● What you need to do: Turn the entries below, starting with the line with "Trace the outline of every instance of the gray" and going on through the line with "M 57 92 L 58", into a two-column CSV with the header instruction,response and one row per entry. Put each field in double quotes and replace its line breaks with spaces.

● Recorded data:
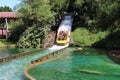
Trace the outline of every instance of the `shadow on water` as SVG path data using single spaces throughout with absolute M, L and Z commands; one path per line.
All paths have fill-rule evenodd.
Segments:
M 86 47 L 38 65 L 29 74 L 36 80 L 119 80 L 120 65 L 113 63 L 106 52 Z

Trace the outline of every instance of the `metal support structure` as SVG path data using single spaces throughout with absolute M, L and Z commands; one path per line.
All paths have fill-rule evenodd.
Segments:
M 6 23 L 6 39 L 8 38 L 8 21 L 7 18 L 5 18 L 5 23 Z

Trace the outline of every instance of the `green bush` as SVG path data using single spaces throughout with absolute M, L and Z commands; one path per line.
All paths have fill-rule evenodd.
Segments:
M 86 28 L 77 28 L 72 32 L 72 38 L 76 45 L 93 46 L 94 43 L 104 39 L 108 32 L 91 32 Z
M 40 48 L 45 38 L 45 29 L 42 27 L 29 27 L 21 36 L 17 43 L 20 48 Z

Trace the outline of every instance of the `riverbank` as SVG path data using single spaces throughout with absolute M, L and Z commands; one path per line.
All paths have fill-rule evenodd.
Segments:
M 5 47 L 15 47 L 15 43 L 9 42 L 5 39 L 0 39 L 0 48 L 5 48 Z

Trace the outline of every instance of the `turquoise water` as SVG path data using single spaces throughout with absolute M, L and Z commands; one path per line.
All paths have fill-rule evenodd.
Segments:
M 0 80 L 26 80 L 23 70 L 32 60 L 42 57 L 54 50 L 45 50 L 36 54 L 21 57 L 6 63 L 0 64 Z
M 32 49 L 22 49 L 22 48 L 0 48 L 0 58 L 12 56 L 14 54 L 19 54 L 21 52 L 29 52 L 37 50 L 35 48 Z
M 105 53 L 95 48 L 74 51 L 32 68 L 29 74 L 37 80 L 120 80 L 120 65 L 109 60 Z

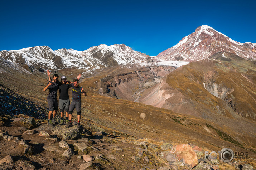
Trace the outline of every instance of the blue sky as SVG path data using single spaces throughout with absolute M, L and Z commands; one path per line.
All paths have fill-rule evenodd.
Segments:
M 155 56 L 207 25 L 256 43 L 256 1 L 1 1 L 0 50 L 123 43 Z

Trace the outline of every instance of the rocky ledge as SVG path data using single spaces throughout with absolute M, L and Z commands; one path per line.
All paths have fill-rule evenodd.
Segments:
M 191 143 L 174 146 L 87 126 L 49 127 L 22 114 L 0 115 L 0 122 L 1 170 L 253 169 L 235 160 L 204 159 L 203 150 Z

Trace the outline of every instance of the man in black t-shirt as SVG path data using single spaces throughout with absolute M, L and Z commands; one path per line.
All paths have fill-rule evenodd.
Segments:
M 81 119 L 81 94 L 86 96 L 86 93 L 83 90 L 82 87 L 78 84 L 77 79 L 74 79 L 73 83 L 71 83 L 73 87 L 72 89 L 72 102 L 70 104 L 68 109 L 68 123 L 66 125 L 67 128 L 71 127 L 72 125 L 72 113 L 75 108 L 76 109 L 77 115 L 77 128 L 80 128 L 80 121 Z
M 49 107 L 49 112 L 48 113 L 48 125 L 53 125 L 51 119 L 52 114 L 53 114 L 53 122 L 55 122 L 55 117 L 58 111 L 58 101 L 57 101 L 57 92 L 59 86 L 61 84 L 58 80 L 59 75 L 54 74 L 53 77 L 53 80 L 48 83 L 43 89 L 44 92 L 48 89 L 49 90 L 49 94 L 47 97 L 47 101 Z
M 50 74 L 52 73 L 50 71 L 47 70 L 47 74 L 49 77 L 49 81 L 52 81 L 50 77 Z M 77 79 L 78 80 L 81 77 L 81 74 L 77 76 Z M 69 106 L 70 102 L 69 101 L 69 97 L 68 96 L 68 89 L 70 87 L 72 87 L 71 84 L 69 84 L 71 83 L 69 81 L 66 81 L 67 78 L 66 76 L 62 76 L 61 77 L 61 82 L 59 86 L 59 107 L 61 112 L 61 121 L 59 125 L 62 125 L 64 123 L 64 111 L 66 112 L 66 124 L 67 124 L 68 122 L 68 108 Z M 55 121 L 55 120 L 53 122 Z M 54 123 L 55 123 L 54 122 Z

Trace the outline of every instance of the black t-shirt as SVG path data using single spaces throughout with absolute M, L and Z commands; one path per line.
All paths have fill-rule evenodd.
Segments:
M 59 85 L 59 99 L 61 100 L 69 100 L 69 97 L 68 96 L 68 89 L 72 87 L 72 85 L 70 84 L 63 84 Z
M 72 89 L 72 99 L 73 101 L 78 102 L 81 101 L 81 90 L 82 88 L 79 86 L 77 88 L 75 87 L 73 83 L 71 83 L 71 85 L 73 87 Z
M 52 83 L 52 85 L 49 86 L 47 88 L 50 91 L 49 94 L 47 96 L 47 99 L 55 99 L 57 97 L 57 92 L 58 89 L 59 88 L 59 86 L 61 84 L 61 82 L 58 80 L 57 80 L 56 82 L 52 81 L 51 82 Z M 48 82 L 45 87 L 47 86 L 49 83 Z

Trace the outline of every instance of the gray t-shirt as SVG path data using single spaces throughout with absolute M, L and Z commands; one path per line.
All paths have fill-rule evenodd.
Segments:
M 57 92 L 58 92 L 58 89 L 61 84 L 61 82 L 58 80 L 57 80 L 56 83 L 52 81 L 51 82 L 52 84 L 51 85 L 49 86 L 47 88 L 50 91 L 49 94 L 47 96 L 47 99 L 55 99 L 57 97 Z M 49 84 L 49 82 L 47 83 L 45 87 L 47 86 Z

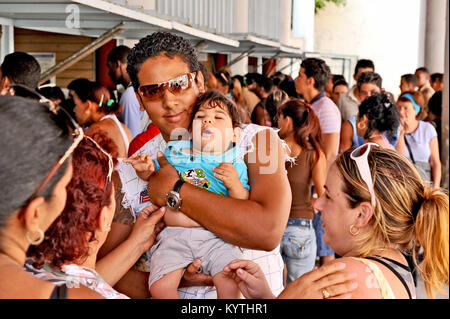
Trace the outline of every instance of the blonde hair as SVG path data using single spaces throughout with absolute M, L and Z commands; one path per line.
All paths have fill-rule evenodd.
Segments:
M 339 155 L 336 166 L 343 177 L 343 192 L 349 206 L 371 202 L 366 183 L 356 162 L 350 158 L 353 149 Z M 410 161 L 390 149 L 373 147 L 368 155 L 374 181 L 376 207 L 369 221 L 370 230 L 357 238 L 358 252 L 366 257 L 375 249 L 396 244 L 403 252 L 415 244 L 424 250 L 417 265 L 428 297 L 449 282 L 449 202 L 441 189 L 431 189 L 421 180 Z M 413 259 L 416 263 L 415 250 Z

● Result of the exercise:
instruction,response
"Trace the outline of every instance of the gray t-shirt as SVG path data using single spaces throughout with absolute M, L and Z commands; one path per line. All paths have fill-rule evenodd. Segments:","M 57 92 L 58 92 L 58 89 L 61 84 L 61 82 L 58 80 L 57 80 L 56 83 L 52 81 L 51 82 L 52 84 L 51 85 L 49 86 L 47 88 L 50 91 L 49 94 L 47 96 L 47 99 L 55 99 L 57 97 Z M 49 84 L 49 82 L 47 83 L 45 87 L 47 86 Z"